▸ Task statement
State how many lines in the data below contain the string "table", treating uppercase and lowercase letters as different. Reply with the number alone.

··· Available records ···

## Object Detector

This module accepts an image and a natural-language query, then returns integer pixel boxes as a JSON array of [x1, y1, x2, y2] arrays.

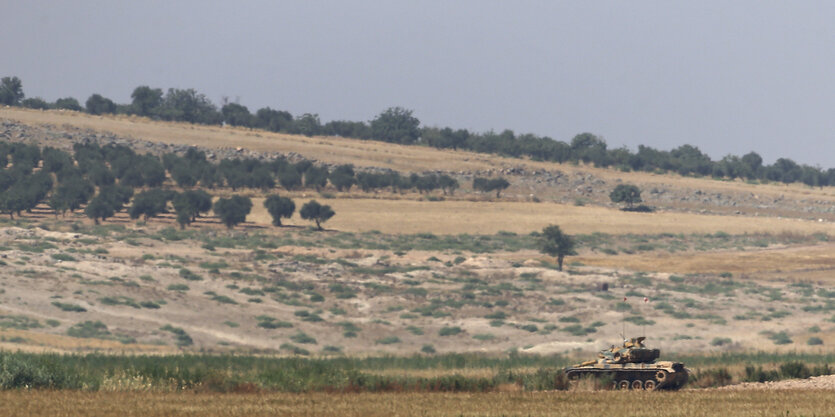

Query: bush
[[212, 195, 252, 229], [290, 332, 316, 345], [374, 336, 400, 345], [780, 361, 812, 379], [710, 337, 731, 346], [806, 336, 823, 346], [299, 200, 336, 230], [159, 324, 194, 347], [52, 301, 87, 313], [438, 326, 462, 336], [420, 345, 436, 355], [67, 321, 111, 339]]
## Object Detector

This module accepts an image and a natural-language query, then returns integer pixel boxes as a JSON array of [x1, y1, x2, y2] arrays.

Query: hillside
[[0, 108, 835, 355]]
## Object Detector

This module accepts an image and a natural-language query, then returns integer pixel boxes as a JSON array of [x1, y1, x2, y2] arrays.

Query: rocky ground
[[716, 375, 835, 391], [6, 120, 835, 221]]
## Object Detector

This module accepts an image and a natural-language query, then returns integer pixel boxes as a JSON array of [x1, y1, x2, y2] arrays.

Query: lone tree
[[371, 107, 420, 145], [299, 200, 336, 230], [609, 184, 642, 208], [172, 190, 212, 229], [264, 195, 296, 227], [0, 77, 24, 106], [539, 224, 577, 271], [212, 195, 252, 229]]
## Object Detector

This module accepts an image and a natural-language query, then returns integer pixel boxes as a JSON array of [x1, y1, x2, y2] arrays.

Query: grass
[[0, 387, 835, 417]]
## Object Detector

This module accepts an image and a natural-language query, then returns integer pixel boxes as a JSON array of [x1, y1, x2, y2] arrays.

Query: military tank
[[565, 337, 688, 390]]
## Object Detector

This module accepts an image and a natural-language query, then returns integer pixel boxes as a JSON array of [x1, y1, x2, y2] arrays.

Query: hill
[[0, 108, 835, 355]]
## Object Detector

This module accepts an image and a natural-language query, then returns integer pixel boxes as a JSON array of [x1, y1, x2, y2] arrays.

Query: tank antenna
[[620, 297, 626, 340]]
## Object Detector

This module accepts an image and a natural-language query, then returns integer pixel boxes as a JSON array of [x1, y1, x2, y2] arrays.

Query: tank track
[[565, 368, 687, 391]]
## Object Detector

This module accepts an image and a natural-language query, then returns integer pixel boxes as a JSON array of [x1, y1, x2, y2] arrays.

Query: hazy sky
[[0, 0, 835, 168]]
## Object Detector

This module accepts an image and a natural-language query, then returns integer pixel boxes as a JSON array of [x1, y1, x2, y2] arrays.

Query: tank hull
[[565, 362, 689, 390]]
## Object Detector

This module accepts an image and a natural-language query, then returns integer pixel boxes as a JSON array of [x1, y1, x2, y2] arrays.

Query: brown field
[[572, 240, 835, 282], [0, 107, 835, 207], [0, 390, 835, 417], [0, 326, 177, 355], [247, 198, 835, 234]]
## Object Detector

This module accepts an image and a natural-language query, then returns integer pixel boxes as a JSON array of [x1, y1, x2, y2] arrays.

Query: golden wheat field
[[0, 390, 835, 417]]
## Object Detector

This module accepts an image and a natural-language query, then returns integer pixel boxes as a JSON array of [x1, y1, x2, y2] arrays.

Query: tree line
[[0, 142, 335, 230], [0, 77, 835, 187]]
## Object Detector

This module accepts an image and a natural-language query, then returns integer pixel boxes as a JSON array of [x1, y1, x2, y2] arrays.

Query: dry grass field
[[0, 390, 835, 417], [574, 240, 835, 283], [247, 198, 835, 234]]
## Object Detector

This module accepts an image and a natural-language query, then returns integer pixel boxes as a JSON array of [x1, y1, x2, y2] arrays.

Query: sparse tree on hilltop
[[212, 195, 252, 229], [371, 107, 420, 144], [85, 94, 116, 114], [264, 195, 296, 227], [609, 184, 642, 208], [539, 225, 577, 271], [299, 200, 336, 230], [0, 77, 24, 106]]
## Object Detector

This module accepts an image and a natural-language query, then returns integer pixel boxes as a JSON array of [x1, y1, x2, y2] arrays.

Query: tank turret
[[565, 337, 688, 390]]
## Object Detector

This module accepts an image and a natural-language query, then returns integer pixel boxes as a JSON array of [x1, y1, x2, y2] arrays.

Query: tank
[[565, 337, 688, 390]]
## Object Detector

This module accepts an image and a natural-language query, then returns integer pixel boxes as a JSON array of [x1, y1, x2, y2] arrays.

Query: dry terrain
[[0, 390, 835, 417], [0, 108, 835, 416]]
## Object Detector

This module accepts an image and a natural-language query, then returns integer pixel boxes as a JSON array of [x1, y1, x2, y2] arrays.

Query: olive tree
[[264, 195, 296, 227], [609, 184, 642, 208], [212, 195, 252, 229], [299, 200, 336, 230], [539, 225, 577, 271]]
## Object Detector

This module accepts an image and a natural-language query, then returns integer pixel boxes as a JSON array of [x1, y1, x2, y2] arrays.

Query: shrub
[[67, 321, 111, 339], [374, 336, 400, 345], [299, 200, 336, 230], [806, 336, 823, 346], [780, 361, 812, 378], [52, 301, 87, 313], [438, 326, 462, 336], [420, 345, 436, 355], [159, 324, 194, 347]]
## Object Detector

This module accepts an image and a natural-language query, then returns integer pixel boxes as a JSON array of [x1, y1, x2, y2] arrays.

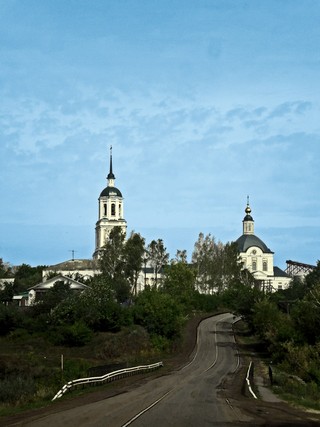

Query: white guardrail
[[52, 362, 163, 401]]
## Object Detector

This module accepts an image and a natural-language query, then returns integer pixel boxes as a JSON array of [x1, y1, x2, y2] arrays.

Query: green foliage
[[100, 227, 144, 303], [305, 261, 320, 289], [31, 281, 73, 316], [192, 291, 221, 313], [146, 239, 169, 287], [0, 258, 13, 279], [0, 304, 22, 335], [0, 283, 14, 303], [0, 374, 36, 404], [161, 262, 195, 311], [14, 264, 45, 292], [133, 289, 183, 339], [51, 321, 93, 347], [124, 233, 145, 295], [51, 275, 130, 331], [291, 294, 320, 345], [192, 233, 241, 293], [221, 282, 264, 327]]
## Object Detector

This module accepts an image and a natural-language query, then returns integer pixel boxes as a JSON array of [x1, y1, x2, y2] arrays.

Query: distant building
[[236, 198, 291, 291], [93, 147, 127, 259]]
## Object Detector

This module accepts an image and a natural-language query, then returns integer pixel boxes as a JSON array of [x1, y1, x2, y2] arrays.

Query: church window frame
[[252, 258, 257, 271]]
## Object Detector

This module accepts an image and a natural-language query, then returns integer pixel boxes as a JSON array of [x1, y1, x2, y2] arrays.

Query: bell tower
[[242, 196, 254, 234], [93, 147, 127, 259]]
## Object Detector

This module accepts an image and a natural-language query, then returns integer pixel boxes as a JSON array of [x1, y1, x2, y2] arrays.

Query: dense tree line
[[0, 231, 320, 392]]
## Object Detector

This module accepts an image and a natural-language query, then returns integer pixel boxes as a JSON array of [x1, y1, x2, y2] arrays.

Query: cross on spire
[[107, 145, 115, 179]]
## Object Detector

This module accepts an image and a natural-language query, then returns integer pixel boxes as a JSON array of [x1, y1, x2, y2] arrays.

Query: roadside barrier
[[52, 362, 163, 402]]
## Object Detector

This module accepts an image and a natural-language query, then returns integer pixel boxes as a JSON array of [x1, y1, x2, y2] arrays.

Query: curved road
[[20, 314, 252, 427]]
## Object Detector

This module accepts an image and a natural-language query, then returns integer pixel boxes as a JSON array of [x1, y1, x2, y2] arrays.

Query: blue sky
[[0, 0, 320, 268]]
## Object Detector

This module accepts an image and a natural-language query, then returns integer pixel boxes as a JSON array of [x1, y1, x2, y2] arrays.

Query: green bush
[[51, 321, 93, 347], [0, 375, 36, 404]]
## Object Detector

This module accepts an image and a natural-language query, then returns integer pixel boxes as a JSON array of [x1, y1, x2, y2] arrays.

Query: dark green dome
[[100, 186, 122, 197], [236, 234, 273, 254]]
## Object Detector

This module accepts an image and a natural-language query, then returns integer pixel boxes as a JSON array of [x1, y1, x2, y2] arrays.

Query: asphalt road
[[20, 314, 253, 427]]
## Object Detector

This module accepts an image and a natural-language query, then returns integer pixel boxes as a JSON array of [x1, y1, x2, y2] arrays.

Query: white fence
[[52, 362, 163, 401]]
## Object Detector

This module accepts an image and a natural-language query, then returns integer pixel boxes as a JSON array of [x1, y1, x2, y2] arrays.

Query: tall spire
[[107, 145, 116, 180], [242, 196, 254, 234]]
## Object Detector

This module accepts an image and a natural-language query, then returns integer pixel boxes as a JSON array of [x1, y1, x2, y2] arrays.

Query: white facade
[[236, 201, 291, 291], [93, 148, 127, 259]]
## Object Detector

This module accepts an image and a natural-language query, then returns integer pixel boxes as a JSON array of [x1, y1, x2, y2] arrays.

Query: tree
[[14, 264, 45, 292], [99, 227, 125, 279], [0, 283, 14, 304], [175, 249, 188, 264], [192, 233, 241, 293], [133, 288, 183, 339], [161, 261, 195, 310], [305, 261, 320, 288], [124, 232, 145, 295], [147, 239, 169, 287], [0, 258, 13, 279]]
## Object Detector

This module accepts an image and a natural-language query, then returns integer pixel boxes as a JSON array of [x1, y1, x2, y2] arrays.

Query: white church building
[[29, 151, 291, 299], [236, 198, 291, 291]]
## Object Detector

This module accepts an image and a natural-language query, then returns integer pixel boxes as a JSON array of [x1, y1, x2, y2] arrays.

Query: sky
[[0, 0, 320, 269]]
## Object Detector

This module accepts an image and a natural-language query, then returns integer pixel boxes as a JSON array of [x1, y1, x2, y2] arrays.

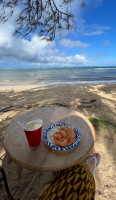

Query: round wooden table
[[4, 106, 95, 171]]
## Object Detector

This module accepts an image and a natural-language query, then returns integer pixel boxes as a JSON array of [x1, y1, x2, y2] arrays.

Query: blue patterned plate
[[43, 122, 81, 151]]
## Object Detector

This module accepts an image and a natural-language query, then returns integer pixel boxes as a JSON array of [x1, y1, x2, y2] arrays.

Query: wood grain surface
[[4, 106, 95, 171]]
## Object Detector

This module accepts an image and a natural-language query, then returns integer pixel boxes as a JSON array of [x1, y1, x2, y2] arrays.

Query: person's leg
[[39, 153, 100, 200]]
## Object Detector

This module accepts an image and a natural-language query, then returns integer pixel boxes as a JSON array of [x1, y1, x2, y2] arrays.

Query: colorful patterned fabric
[[39, 164, 95, 200]]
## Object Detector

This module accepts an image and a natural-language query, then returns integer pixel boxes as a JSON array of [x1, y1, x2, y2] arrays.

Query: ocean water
[[0, 66, 116, 86]]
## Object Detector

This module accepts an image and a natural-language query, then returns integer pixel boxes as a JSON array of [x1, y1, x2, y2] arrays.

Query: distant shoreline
[[0, 80, 116, 87], [0, 82, 116, 92]]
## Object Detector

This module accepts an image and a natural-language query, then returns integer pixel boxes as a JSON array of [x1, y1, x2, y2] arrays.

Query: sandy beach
[[0, 83, 116, 200]]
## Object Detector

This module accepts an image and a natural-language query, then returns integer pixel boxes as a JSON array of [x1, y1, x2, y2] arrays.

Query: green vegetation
[[89, 118, 116, 132]]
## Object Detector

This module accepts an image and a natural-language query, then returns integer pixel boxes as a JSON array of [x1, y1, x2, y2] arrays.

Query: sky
[[0, 0, 116, 68]]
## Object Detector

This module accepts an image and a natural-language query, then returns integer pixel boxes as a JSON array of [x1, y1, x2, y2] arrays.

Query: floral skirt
[[39, 164, 95, 200]]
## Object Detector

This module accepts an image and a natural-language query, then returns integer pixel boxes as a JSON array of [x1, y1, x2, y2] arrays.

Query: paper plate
[[43, 122, 81, 151]]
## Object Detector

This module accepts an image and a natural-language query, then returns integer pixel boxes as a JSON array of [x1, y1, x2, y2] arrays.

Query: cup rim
[[23, 118, 43, 131]]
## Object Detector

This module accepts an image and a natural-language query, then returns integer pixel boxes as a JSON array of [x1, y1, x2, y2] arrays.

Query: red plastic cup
[[23, 119, 43, 147]]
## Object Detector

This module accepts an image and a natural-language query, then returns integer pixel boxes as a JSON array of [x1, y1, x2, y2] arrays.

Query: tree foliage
[[0, 0, 85, 40]]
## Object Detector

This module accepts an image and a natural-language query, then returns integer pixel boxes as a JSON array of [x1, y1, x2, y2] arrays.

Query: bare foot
[[86, 153, 100, 175]]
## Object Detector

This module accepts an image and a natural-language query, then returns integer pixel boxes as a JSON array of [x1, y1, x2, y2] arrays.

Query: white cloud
[[60, 39, 89, 47], [0, 23, 88, 66], [84, 31, 104, 36]]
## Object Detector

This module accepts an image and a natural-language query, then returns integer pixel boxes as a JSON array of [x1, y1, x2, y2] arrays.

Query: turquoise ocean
[[0, 66, 116, 86]]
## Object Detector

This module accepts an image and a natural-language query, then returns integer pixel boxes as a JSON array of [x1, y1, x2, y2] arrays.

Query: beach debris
[[0, 105, 14, 112], [24, 104, 32, 110], [82, 99, 96, 104]]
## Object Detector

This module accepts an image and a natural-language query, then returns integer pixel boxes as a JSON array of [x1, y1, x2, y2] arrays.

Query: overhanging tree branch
[[0, 0, 85, 40]]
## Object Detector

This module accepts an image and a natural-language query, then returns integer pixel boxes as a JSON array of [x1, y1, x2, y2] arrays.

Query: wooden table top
[[4, 106, 95, 171]]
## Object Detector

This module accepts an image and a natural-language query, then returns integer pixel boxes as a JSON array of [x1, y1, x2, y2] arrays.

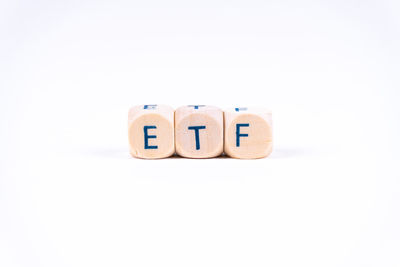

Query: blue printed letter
[[236, 123, 250, 147], [188, 126, 206, 150], [143, 125, 158, 149]]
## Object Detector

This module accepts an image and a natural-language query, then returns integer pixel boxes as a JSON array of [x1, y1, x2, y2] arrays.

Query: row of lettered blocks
[[128, 105, 272, 159]]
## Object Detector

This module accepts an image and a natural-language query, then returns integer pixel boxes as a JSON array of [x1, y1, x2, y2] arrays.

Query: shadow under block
[[128, 105, 175, 159], [224, 108, 272, 159], [175, 105, 224, 158]]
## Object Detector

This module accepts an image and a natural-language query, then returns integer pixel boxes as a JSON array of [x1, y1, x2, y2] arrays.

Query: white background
[[0, 0, 400, 267]]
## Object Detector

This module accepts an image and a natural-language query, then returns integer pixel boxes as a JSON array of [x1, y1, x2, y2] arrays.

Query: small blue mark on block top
[[188, 105, 205, 109], [143, 105, 157, 109], [236, 123, 250, 147], [143, 125, 158, 149], [188, 125, 206, 150]]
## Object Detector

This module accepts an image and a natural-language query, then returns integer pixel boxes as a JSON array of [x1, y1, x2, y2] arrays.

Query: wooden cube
[[128, 105, 175, 159], [224, 108, 272, 159], [175, 105, 224, 158]]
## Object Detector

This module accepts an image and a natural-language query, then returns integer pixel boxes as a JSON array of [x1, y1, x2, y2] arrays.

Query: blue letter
[[143, 105, 157, 109], [188, 126, 206, 150], [236, 123, 250, 147], [143, 125, 158, 149]]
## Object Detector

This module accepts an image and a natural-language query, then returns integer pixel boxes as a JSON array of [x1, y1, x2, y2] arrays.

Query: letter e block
[[175, 105, 224, 158], [224, 108, 272, 159], [128, 105, 175, 159]]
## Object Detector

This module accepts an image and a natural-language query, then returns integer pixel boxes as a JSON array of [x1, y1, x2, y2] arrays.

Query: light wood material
[[224, 108, 272, 159], [175, 105, 224, 158], [128, 105, 175, 159]]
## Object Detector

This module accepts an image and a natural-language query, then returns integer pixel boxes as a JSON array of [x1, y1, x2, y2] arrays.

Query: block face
[[128, 105, 175, 159], [175, 105, 224, 158], [224, 108, 272, 159]]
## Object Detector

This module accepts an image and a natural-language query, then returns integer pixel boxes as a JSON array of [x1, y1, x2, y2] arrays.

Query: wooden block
[[128, 105, 175, 159], [224, 108, 272, 159], [175, 105, 224, 158]]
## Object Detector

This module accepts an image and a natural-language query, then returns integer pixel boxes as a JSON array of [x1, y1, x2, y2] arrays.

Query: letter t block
[[128, 105, 175, 159], [224, 108, 272, 159], [175, 105, 224, 158]]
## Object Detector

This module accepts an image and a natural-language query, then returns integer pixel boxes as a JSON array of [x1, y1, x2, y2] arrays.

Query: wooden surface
[[128, 105, 175, 159], [224, 107, 272, 159], [175, 106, 224, 158]]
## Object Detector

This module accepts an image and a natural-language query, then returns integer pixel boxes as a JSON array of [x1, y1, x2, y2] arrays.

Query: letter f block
[[128, 105, 175, 159], [224, 107, 272, 159], [175, 105, 224, 158]]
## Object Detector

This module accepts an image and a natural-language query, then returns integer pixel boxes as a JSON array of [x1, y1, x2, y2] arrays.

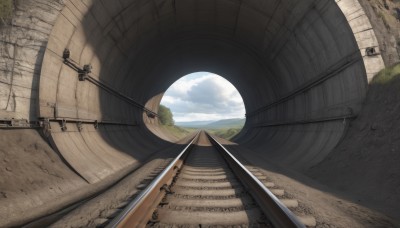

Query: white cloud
[[161, 72, 245, 122]]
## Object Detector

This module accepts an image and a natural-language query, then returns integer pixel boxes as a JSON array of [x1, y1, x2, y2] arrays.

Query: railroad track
[[104, 131, 313, 227]]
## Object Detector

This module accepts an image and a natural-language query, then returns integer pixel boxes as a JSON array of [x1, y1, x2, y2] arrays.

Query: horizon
[[160, 72, 246, 122]]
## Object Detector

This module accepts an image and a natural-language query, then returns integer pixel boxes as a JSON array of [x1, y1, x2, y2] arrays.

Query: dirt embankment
[[307, 64, 400, 219], [359, 0, 400, 66]]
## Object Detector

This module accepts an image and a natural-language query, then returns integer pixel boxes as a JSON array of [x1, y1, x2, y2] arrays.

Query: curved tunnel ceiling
[[39, 0, 382, 182]]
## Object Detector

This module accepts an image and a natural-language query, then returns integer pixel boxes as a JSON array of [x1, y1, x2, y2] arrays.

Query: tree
[[158, 104, 175, 126]]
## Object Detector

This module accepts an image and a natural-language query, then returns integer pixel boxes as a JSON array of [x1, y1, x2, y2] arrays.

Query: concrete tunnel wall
[[0, 0, 384, 197]]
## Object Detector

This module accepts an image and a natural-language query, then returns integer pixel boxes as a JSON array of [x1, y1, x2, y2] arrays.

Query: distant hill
[[175, 118, 246, 129], [204, 118, 246, 129], [175, 121, 214, 128]]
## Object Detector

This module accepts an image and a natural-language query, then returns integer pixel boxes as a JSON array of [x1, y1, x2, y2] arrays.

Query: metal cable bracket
[[63, 48, 158, 118]]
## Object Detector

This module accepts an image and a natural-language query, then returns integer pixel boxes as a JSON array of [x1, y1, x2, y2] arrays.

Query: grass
[[371, 63, 400, 85], [160, 124, 192, 138]]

···

▸ Final answer
2